● **TASK**: Check every line of the records below for the string "return" and copy the ones that have it.

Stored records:
--- START ---

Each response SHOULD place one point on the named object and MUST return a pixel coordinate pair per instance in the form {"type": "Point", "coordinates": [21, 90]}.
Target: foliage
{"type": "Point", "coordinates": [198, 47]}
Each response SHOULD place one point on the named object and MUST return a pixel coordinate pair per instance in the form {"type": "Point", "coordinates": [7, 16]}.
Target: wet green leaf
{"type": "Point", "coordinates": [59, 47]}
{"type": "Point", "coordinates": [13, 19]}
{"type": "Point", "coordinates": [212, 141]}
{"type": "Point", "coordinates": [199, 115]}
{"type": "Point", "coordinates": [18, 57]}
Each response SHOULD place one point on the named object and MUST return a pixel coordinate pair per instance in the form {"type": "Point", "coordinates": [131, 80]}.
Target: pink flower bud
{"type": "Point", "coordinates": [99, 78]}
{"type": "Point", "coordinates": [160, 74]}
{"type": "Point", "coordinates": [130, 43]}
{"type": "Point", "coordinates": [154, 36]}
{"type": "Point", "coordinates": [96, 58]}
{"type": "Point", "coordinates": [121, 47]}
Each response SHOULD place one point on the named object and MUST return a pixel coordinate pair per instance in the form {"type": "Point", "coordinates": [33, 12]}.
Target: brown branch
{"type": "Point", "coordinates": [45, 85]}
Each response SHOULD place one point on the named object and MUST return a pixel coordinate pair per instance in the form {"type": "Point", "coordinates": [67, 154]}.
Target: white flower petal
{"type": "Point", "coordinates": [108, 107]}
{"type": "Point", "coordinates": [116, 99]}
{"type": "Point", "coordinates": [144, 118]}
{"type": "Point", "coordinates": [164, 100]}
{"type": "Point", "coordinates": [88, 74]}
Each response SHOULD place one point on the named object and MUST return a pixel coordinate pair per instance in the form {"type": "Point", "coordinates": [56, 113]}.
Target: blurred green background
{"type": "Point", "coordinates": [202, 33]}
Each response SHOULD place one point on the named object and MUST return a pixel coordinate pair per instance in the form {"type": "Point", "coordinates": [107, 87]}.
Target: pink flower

--- END ---

● **RESULT OF THE EXERCISE**:
Each response SHOULD place one point on the named object and MUST return a pixel coordinate pair per instance in the form {"type": "Point", "coordinates": [21, 90]}.
Each response SHOULD place one point on the named object and MUST return a pixel coordinate pair per instance in the form {"type": "Point", "coordinates": [7, 16]}.
Each response SHOULD place one point on the named object and MUST return a pixel coordinate pair per instance in the form {"type": "Point", "coordinates": [131, 80]}.
Each response SHOULD place one point on the named object and MUST return a pixel coordinate pair per instance in the form {"type": "Point", "coordinates": [33, 12]}.
Each response SHOULD place one point on the named object and MUST return a pixel coordinate pair per instance in the form {"type": "Point", "coordinates": [67, 154]}.
Each response SHOULD place one point on the named object and MUST return a pixel coordinate pair per instance in the form {"type": "Point", "coordinates": [56, 113]}.
Each response SHOULD place one point on the named object and MUST return a pixel coordinate pair per instance in the form {"type": "Point", "coordinates": [107, 87]}.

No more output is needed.